WORK ORDER >> Pictures found in the material must be left out, and every line returned as written.

RECORDS FOR PROCESSING >>
* * * * * * *

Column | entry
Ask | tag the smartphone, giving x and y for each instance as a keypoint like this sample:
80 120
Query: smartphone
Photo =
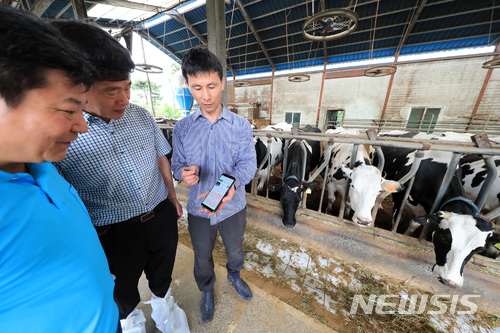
214 198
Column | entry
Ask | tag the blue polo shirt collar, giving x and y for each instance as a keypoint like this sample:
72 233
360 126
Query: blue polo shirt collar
225 114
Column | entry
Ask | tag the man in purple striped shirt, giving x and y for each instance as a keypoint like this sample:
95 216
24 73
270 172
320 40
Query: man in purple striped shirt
206 144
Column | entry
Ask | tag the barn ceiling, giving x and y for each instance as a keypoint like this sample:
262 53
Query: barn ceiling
262 35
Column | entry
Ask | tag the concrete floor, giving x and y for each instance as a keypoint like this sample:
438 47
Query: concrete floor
264 313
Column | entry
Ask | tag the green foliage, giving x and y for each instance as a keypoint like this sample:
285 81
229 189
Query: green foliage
162 109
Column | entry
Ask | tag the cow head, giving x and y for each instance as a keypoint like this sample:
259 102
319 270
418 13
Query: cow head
291 195
366 184
456 239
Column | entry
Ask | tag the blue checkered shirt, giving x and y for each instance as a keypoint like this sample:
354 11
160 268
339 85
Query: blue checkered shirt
114 166
223 147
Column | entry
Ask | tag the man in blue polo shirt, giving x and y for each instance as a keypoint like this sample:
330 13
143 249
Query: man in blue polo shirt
54 276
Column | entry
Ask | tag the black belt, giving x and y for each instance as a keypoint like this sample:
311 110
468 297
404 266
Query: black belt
149 215
102 230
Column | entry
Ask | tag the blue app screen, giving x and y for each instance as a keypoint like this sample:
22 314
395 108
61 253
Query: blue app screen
218 192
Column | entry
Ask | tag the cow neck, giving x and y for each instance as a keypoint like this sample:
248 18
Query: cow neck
460 198
295 162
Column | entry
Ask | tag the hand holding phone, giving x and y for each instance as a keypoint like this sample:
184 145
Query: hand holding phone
220 193
190 175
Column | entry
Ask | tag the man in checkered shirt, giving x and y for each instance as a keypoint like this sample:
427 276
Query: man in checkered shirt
120 171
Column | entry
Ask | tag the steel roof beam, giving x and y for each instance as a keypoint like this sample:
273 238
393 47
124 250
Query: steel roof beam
411 24
254 31
130 5
40 6
79 9
143 34
62 11
182 20
378 39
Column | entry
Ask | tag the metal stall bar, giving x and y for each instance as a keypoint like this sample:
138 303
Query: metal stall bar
488 182
410 176
254 182
493 214
482 141
268 158
372 135
348 181
325 165
448 176
304 162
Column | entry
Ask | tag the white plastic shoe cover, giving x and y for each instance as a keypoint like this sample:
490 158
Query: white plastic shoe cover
134 323
168 316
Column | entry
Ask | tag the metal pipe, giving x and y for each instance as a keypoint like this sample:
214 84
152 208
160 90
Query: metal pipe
325 165
304 162
254 184
268 158
410 176
493 214
285 157
348 181
448 176
488 182
381 158
449 146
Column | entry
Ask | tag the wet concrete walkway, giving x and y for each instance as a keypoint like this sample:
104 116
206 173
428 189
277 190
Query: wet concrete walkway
264 313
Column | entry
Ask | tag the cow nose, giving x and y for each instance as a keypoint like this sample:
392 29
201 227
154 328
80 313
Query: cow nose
448 283
362 221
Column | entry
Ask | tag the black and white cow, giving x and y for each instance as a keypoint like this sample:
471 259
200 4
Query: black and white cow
456 238
277 148
433 166
366 181
474 172
292 187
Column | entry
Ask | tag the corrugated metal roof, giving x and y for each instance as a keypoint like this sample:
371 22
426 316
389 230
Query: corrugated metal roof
434 25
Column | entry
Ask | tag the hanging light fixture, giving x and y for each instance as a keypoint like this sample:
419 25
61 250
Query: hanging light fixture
330 24
378 71
151 69
299 78
495 63
242 84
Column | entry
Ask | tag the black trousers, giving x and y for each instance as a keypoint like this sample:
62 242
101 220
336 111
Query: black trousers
133 246
203 236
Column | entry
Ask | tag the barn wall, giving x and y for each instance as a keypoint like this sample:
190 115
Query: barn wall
452 85
490 103
254 94
300 97
361 97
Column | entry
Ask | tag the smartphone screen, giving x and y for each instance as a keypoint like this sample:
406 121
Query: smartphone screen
218 192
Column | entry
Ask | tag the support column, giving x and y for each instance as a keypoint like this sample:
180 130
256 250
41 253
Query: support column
321 94
216 31
483 88
271 104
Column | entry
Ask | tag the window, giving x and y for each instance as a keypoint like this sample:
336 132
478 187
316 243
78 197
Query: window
422 119
293 118
334 118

* * * * * * *

TASK SOLUTION >>
Column | entry
Ask | tag the smartphone, giving x and y for each instance as a keypoint like this sample:
80 120
Query: smartphone
Photo =
214 198
Column | entry
Ask | tag the blue polo shirt collar, giving x and y for each instance as a keypoint like this sample:
72 233
360 126
Query: blue polo shirt collar
225 114
Column | entry
Ask | tag the man in purple striped shirt, giving x and y for each instance as a keypoint like this sample:
95 216
24 73
270 172
320 40
Query: man in purple striped shirt
206 144
Column | entry
Ask | tag the barn ceiling, giving x and y for each instance as a keypoint like this sample:
262 53
Query: barn ceiling
262 35
Column | entry
Ask | tag the concrete floor, giving x and y for each instance as a keypoint like this sample:
438 47
Query: concrete floor
264 313
Column | entry
Ask | tag the green foliage, giving x and y for each instance as a keypoint like this sample:
285 81
229 189
Query: green foliage
162 109
Column | entry
Ask | tag the cow head, giving x and y for each instance as a keypoint like this sample:
259 102
319 270
418 13
Query: cow head
291 195
366 184
456 239
Column | entry
Ask | tag the blue checkered shirt, giving x and y for each instance as a keypoint like this sample:
354 11
160 268
339 85
Query: blue checkered shirt
114 166
223 147
Column | entry
Ask | tag the man in blue polo shirt, giving x and y for each instance as a keypoint like this sample:
330 13
143 249
Query: man in blue polo shirt
54 276
Column | entry
Ask | tag the black belt, giving x and y for each instance as a keypoint like this sample:
311 110
468 297
404 266
Query: black belt
149 215
102 230
Column | entry
Ask | tag the blue app screen, giving x and y for each instance as a keypoint like this sample:
22 314
395 108
61 253
Query: blue app screen
218 192
Column | entry
Ask | tag the cow neck, giving x and y for each instance as a keypoint like this sample:
248 18
Query: cow neck
460 198
295 162
Column | entry
Ask | tag the hand holding phone, giving x and y for each instance as a keypoint like this sample:
184 145
Query: hand holding phone
220 193
190 175
Column | entry
Ask | tag the man in checkered shirt, giving x and y for each instance as a keypoint like this sample:
427 276
Query: man in checkered shirt
120 171
Column | entry
Ask | tag the steel roof beam, giving x and y for each instance as a keypoint like this sample:
273 238
393 47
124 250
Query: steel roof beam
411 24
254 31
130 5
40 6
79 9
143 34
62 11
182 20
378 39
Column | entry
Ask | tag the metal stall bar, giving x and y for each instance as a keypoint like this sample:
138 303
Query: metal stall bar
488 182
410 176
254 182
493 214
482 141
268 158
372 135
348 181
325 165
448 176
304 162
Column | entry
Ask | tag the white plastic shoe cover, giving x and y for each instance as a keypoint like this sample:
490 158
Query: white plastic shoe cover
134 323
168 316
Column | entry
Ask | tag the metal pipe, giving x and y for each instance as a keypoint like this sample:
214 84
152 208
160 90
Query: metal pipe
325 165
304 162
254 184
268 158
410 176
493 214
285 157
348 181
448 176
488 182
381 158
449 146
Column | entry
Ask | tag the wet concrete walkway, giving x and y for each instance as a keypoint like this sample:
104 116
206 173
428 189
277 190
Query: wet concrete walkway
264 313
Column | entry
Ask | tag the cow nose, giving x and y for each instance as a keypoint like this sample:
392 29
201 227
154 328
80 313
Query: cow nose
448 283
362 221
Column | entry
Ask | tag the black and white cow, giving x and y for each instance as a keypoint like this sample:
471 259
200 4
Query: black and white cow
456 238
277 148
433 166
366 181
474 172
292 187
Column | entry
Ask | tag the corrugated metal roof, giving x and y for each instance as a keypoint like this sample:
371 22
426 316
389 230
Query: corrugated metal roof
434 25
Column | entry
Ask | tag the hanging light fixture, giving x and y for each instance as a keypoint like this sample:
419 25
61 250
Query: hanging light fixture
330 24
378 71
151 69
299 78
495 63
242 84
Column | entry
Ask | tag the black trousers, giving x and y for each instance as a keypoint like this sample:
62 242
101 220
336 111
Query: black trousers
133 246
203 236
Column | entry
Ask | tag the barn wall, giving x and y for each instance as a keypoint like this sample:
190 115
Query: barn wall
452 85
490 103
254 94
300 97
361 97
Column | entry
Ask | tag the smartphone screen, giving x and y for each instance as a keypoint like this sample:
406 121
Query: smartphone screen
218 192
Column | entry
Ask | tag the support column, giving x and y for each instance as a keypoint like this sample:
180 130
256 250
41 253
Query: support column
321 94
216 31
483 88
271 104
Column | entry
Ask | tag the window, giving x and y for each instance as a keypoint like this sample:
336 132
478 187
316 243
78 197
Query: window
422 119
293 118
334 118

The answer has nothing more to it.